***** Data for this task
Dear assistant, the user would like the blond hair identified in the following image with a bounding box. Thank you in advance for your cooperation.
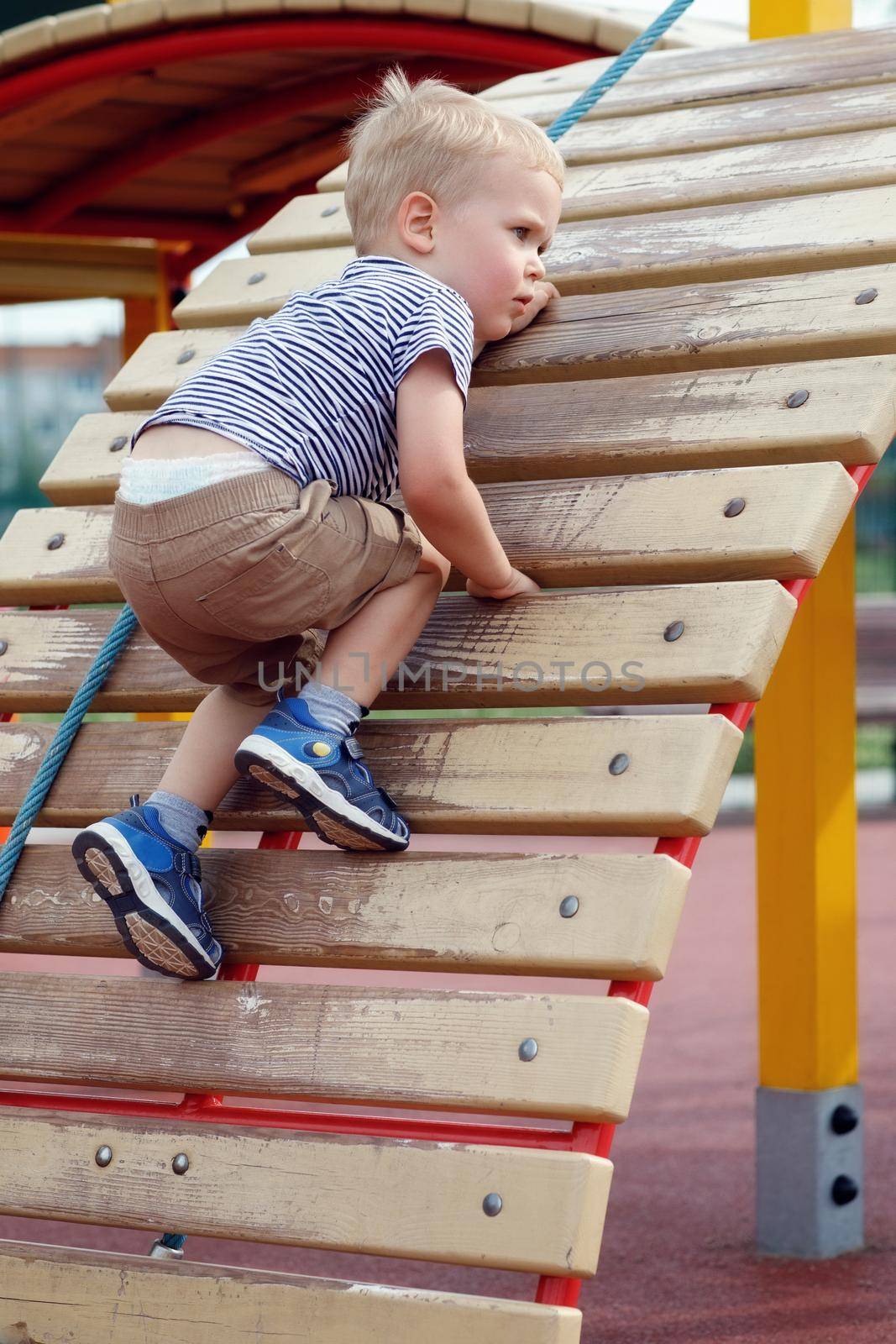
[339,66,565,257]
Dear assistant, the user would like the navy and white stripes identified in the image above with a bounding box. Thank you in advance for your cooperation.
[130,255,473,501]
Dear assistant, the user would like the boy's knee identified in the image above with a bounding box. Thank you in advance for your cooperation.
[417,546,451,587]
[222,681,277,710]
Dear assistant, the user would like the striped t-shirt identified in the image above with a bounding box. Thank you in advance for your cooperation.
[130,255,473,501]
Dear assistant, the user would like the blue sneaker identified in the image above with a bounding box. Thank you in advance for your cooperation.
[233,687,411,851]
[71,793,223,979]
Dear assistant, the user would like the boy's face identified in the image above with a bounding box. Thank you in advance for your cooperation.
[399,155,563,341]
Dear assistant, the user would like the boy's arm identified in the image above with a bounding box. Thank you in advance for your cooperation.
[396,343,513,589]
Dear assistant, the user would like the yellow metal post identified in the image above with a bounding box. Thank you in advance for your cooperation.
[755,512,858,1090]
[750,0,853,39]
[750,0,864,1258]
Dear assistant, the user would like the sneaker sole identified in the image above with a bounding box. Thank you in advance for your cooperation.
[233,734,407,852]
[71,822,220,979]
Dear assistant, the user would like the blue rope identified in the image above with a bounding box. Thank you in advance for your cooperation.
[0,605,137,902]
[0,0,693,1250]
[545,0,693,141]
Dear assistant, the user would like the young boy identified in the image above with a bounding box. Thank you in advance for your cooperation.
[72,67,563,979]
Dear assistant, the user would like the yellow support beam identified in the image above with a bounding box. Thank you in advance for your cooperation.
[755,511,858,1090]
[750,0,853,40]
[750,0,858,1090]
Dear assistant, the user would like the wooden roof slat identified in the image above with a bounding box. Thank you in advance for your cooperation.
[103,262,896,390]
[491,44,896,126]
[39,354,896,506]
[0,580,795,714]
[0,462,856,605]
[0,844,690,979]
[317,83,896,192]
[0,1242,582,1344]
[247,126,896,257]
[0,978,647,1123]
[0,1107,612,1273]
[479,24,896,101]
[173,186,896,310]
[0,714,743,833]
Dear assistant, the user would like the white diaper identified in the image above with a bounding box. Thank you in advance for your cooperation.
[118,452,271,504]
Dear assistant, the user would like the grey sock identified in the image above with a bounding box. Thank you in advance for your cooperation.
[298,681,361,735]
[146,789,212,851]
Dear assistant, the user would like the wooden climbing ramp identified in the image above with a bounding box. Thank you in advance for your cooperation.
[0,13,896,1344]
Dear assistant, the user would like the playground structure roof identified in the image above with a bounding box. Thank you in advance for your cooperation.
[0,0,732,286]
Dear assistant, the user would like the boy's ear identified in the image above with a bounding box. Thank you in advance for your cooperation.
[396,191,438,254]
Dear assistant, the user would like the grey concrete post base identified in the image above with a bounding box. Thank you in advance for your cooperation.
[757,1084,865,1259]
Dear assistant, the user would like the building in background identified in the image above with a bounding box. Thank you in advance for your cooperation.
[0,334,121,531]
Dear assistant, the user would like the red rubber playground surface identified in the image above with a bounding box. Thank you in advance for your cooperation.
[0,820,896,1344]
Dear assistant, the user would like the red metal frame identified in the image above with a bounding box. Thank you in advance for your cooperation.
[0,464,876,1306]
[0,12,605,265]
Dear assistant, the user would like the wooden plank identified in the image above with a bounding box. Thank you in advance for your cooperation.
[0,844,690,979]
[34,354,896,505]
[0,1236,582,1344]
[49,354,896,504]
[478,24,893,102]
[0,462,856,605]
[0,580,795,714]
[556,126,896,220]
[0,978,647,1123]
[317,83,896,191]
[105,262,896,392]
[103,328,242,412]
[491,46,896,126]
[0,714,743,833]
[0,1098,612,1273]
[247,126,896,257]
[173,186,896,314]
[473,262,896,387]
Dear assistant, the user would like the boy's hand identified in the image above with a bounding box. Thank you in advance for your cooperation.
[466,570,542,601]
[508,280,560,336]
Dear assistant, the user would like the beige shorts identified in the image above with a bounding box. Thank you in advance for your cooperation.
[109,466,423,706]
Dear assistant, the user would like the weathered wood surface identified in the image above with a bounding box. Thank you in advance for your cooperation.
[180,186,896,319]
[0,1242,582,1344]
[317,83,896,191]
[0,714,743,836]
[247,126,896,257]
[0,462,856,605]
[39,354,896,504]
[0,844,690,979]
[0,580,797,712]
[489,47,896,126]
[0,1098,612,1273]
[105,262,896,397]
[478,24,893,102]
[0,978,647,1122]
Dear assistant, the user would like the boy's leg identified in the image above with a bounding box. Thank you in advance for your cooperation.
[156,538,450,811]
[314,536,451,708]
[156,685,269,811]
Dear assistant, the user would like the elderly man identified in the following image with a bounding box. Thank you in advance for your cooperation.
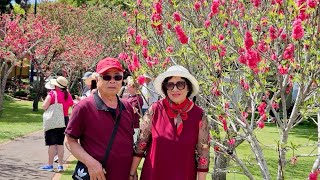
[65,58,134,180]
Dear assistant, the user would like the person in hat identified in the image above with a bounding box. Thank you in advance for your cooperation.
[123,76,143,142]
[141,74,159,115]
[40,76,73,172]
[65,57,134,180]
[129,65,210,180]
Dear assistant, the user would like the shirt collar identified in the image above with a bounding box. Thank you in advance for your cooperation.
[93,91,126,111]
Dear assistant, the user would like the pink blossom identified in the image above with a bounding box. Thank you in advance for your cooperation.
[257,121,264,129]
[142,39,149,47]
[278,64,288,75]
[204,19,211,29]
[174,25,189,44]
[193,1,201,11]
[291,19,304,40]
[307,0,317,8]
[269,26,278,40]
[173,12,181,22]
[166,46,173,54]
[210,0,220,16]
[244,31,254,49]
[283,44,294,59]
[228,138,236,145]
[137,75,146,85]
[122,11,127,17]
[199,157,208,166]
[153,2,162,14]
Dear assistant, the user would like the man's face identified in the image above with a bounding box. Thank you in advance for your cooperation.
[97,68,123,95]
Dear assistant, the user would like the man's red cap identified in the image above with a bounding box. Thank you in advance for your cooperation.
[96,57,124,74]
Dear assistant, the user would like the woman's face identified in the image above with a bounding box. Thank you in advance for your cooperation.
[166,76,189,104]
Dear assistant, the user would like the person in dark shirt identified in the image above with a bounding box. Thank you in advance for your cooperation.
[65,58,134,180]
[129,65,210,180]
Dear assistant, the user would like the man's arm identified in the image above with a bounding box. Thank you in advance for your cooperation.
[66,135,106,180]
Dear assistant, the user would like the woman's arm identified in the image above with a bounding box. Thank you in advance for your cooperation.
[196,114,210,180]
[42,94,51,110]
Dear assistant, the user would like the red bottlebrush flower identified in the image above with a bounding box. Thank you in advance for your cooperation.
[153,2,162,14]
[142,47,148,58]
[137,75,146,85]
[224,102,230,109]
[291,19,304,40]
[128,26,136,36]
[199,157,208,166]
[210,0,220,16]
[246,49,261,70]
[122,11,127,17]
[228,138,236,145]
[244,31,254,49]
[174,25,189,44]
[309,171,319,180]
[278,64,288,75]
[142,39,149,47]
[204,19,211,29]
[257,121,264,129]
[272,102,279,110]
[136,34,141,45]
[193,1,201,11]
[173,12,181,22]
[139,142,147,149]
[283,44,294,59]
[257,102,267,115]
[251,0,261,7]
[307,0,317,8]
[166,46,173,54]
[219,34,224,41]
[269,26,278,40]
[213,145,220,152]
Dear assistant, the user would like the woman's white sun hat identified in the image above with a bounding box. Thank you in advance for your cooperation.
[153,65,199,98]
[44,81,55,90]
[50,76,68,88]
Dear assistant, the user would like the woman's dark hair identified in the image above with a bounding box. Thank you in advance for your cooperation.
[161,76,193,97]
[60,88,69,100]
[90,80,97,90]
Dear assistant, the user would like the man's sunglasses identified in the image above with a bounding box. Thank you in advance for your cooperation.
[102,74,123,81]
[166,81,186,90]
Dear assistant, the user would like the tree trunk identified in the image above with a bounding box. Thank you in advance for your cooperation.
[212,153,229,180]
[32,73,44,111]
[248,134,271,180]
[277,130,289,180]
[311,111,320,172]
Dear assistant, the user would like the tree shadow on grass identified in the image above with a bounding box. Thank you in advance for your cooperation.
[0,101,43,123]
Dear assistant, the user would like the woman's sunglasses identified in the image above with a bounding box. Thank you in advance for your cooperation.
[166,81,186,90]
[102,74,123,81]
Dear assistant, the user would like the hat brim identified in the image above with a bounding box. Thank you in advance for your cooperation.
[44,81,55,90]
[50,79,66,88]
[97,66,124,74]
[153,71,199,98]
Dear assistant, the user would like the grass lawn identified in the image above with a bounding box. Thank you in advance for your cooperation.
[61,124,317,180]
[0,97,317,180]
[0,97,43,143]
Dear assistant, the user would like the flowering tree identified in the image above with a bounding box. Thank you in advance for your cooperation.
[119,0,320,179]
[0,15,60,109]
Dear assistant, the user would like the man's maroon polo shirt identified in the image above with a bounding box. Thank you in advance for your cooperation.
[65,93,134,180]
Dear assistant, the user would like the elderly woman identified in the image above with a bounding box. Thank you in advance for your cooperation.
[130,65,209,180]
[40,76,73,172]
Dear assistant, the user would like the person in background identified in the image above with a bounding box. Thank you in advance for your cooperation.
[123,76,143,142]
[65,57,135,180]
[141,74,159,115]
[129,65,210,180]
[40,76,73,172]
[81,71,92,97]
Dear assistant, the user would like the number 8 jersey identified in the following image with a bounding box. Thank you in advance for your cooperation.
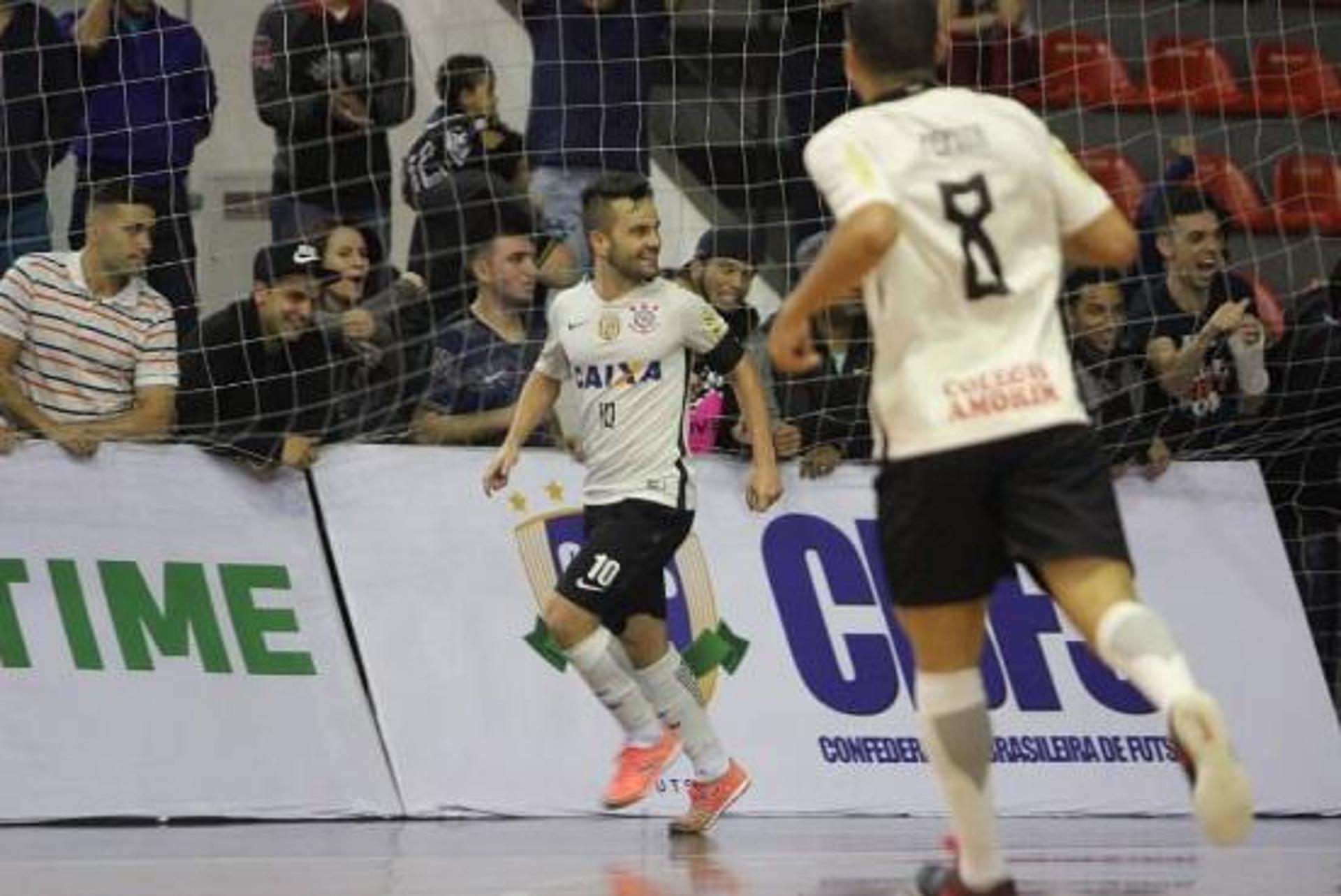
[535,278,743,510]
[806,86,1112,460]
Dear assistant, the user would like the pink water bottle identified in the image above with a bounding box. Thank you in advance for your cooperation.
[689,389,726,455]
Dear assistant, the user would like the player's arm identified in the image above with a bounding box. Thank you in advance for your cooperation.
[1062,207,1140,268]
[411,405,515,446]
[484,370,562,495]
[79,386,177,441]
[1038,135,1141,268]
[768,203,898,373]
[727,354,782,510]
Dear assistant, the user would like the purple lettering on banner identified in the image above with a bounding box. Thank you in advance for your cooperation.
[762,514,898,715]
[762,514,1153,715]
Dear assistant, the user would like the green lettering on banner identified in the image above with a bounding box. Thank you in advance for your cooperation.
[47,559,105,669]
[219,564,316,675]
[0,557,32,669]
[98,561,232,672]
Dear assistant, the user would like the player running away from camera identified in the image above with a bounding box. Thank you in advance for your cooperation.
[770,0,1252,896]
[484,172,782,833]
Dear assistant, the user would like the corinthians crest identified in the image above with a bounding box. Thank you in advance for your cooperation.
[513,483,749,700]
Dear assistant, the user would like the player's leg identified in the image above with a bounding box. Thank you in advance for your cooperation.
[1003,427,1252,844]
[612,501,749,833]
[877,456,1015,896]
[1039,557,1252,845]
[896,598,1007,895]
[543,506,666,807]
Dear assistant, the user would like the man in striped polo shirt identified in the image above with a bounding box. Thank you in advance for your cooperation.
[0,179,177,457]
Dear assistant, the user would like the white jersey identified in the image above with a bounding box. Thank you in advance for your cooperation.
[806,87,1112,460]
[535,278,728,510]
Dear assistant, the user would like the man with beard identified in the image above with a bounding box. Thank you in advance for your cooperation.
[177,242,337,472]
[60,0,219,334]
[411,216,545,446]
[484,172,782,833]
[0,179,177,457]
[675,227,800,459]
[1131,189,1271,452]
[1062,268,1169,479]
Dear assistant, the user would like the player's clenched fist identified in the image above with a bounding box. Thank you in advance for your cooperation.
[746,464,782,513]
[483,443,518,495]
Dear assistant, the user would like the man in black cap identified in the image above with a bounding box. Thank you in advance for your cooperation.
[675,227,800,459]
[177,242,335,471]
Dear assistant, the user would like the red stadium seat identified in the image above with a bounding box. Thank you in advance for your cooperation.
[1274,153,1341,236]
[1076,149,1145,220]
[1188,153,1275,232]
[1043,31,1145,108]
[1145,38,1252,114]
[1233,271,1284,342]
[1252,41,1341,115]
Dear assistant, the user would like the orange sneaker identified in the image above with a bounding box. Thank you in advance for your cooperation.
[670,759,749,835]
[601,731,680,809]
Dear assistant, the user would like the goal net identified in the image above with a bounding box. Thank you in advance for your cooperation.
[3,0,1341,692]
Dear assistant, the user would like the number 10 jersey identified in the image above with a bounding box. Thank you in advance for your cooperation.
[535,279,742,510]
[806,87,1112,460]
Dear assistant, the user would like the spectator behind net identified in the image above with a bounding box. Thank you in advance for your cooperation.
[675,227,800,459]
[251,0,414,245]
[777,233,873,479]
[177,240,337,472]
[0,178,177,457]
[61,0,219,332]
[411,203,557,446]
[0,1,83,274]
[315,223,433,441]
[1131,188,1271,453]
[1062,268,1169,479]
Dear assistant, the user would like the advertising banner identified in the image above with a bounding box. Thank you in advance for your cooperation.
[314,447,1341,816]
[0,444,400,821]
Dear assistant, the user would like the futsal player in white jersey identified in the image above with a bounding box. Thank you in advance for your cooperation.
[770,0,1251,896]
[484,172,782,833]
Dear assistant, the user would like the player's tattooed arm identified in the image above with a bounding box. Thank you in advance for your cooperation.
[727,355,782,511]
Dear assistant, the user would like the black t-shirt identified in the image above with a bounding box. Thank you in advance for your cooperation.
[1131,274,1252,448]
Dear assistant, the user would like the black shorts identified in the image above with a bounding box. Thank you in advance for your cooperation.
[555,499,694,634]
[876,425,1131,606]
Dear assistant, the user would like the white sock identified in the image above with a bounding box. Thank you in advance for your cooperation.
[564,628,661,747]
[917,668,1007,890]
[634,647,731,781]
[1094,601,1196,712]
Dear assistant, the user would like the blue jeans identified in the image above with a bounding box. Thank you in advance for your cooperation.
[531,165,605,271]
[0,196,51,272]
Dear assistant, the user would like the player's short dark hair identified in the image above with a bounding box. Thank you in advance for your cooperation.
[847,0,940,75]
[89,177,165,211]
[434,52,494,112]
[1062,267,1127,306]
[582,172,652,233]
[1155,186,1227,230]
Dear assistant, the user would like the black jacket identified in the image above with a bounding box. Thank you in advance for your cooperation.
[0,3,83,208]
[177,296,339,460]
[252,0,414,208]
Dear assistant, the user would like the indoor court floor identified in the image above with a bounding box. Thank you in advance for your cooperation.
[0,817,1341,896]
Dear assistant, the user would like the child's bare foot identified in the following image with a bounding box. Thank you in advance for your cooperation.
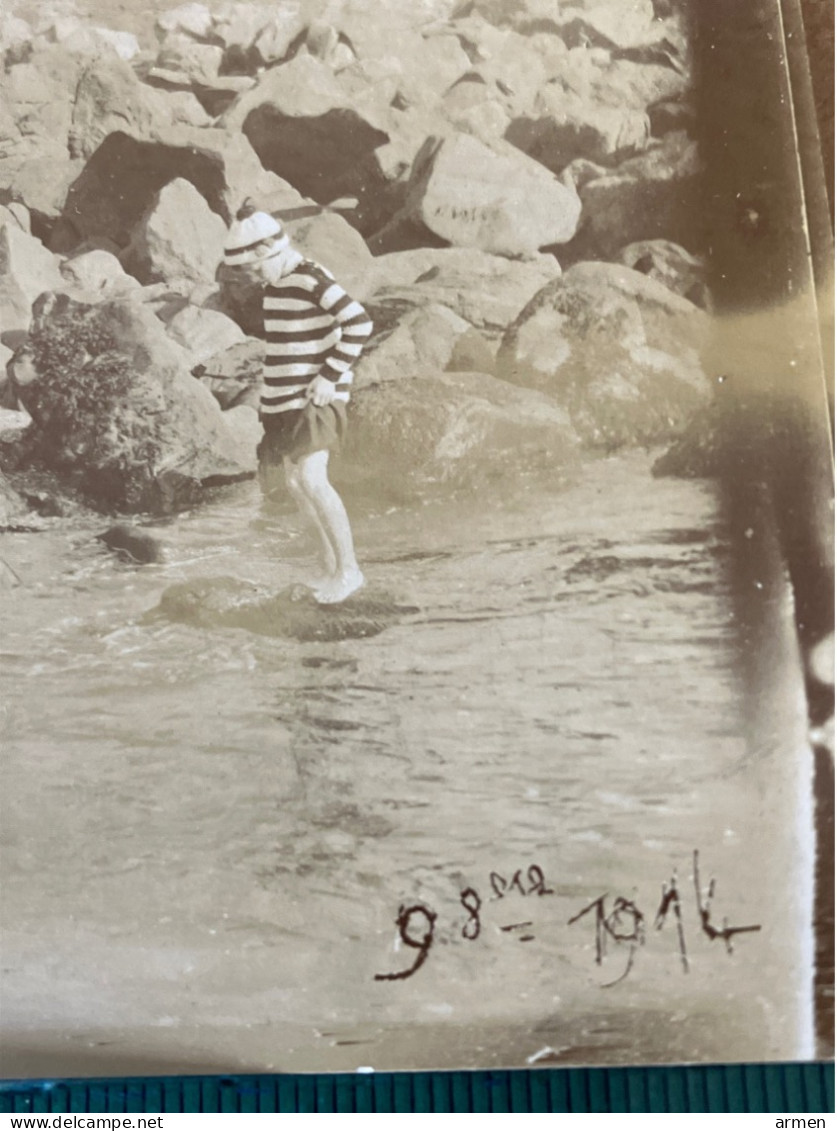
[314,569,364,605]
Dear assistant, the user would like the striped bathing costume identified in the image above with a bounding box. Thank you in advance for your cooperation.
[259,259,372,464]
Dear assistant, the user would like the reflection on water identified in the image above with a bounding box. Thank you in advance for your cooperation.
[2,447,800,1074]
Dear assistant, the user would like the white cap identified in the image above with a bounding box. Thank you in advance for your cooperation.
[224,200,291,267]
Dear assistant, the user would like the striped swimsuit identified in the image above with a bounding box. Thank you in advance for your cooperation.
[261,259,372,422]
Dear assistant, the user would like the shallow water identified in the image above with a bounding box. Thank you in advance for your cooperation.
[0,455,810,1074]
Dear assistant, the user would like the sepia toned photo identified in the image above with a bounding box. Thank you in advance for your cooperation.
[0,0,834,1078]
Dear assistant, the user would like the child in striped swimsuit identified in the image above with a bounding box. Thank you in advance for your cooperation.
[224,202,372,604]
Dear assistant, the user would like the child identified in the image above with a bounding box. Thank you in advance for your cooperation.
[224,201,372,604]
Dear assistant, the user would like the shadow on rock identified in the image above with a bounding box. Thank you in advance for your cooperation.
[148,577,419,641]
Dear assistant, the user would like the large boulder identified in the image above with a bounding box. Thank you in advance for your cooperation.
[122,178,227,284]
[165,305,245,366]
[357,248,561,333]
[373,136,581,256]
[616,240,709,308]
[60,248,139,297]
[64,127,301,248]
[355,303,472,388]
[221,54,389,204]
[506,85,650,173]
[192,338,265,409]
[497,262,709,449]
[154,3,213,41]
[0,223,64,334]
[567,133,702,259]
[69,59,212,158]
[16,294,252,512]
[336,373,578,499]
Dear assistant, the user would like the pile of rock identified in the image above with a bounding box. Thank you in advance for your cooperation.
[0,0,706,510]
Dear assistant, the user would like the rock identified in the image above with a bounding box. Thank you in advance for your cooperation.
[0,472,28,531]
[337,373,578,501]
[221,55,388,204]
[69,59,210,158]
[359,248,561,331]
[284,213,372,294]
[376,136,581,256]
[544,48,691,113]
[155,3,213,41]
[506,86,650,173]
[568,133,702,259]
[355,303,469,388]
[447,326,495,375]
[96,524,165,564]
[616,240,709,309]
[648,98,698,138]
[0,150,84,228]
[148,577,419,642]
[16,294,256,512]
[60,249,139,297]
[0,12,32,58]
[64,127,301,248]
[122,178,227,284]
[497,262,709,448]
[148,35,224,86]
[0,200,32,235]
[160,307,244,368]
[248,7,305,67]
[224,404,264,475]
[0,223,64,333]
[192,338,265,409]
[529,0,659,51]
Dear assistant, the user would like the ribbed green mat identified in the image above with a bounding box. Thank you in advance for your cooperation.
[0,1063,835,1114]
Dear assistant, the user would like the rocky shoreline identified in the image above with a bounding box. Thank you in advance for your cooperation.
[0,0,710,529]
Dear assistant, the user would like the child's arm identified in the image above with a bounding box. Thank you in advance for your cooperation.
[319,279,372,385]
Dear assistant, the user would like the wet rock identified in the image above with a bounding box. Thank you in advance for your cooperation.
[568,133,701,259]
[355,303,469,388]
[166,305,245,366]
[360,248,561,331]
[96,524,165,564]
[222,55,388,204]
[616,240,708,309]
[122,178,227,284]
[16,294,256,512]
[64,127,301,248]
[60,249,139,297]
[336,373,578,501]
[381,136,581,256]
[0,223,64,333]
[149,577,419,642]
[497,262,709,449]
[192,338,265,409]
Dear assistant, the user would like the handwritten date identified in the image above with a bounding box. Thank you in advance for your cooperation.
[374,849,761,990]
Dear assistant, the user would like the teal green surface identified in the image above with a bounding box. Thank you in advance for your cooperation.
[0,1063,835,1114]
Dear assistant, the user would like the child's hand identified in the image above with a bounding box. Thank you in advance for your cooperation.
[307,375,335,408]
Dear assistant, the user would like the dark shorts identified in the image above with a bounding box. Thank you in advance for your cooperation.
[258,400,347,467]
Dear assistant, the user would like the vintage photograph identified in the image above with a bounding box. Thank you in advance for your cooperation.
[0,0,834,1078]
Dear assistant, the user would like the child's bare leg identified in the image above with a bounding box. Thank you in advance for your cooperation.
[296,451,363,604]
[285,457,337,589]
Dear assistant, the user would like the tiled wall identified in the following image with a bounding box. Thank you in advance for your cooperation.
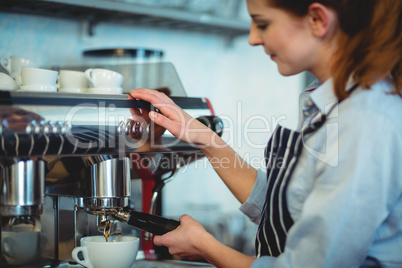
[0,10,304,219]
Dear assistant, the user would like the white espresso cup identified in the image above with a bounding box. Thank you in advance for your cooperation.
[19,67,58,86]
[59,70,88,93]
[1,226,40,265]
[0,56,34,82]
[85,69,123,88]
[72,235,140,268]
**********
Requirements:
Can you copy out everything from the start of the material down to the line containing "[396,343,513,589]", with that line included? Leave the pictures out of your answer.

Answer to this problem:
Dear assistant, the user would like the blond hair identified in the following image with a bounding box. Thank you in advance for your cooperation.
[339,66,565,257]
Dear assistant, the user would like the navy and white stripes identified in the image above with a bounding box. Thank you in advance for your cooperation.
[130,255,473,501]
Dear assistant, the user would like the boy's knee identified in the image above with a bounding box. Thank you in advance for your cooperation.
[417,546,451,587]
[222,681,277,710]
Dear assistant, the user would like the striped t-shirt identified in the image above with a bounding box. Thank you in advance for your cooperation.
[130,255,473,501]
Dear assistant, the user would like the blue sneaker identified in the image above with a bounding box. Thank you in advance for your cooperation.
[233,687,411,851]
[71,793,223,979]
Dear assistant, the user would like the boy's face identified in the image above with a bounding box. Thank you in advance for your cooperation.
[399,155,563,341]
Dear assistant, the user would like the boy's arm identified in the image above with a bounding box. Thank you in advance for your cooperation.
[396,343,513,589]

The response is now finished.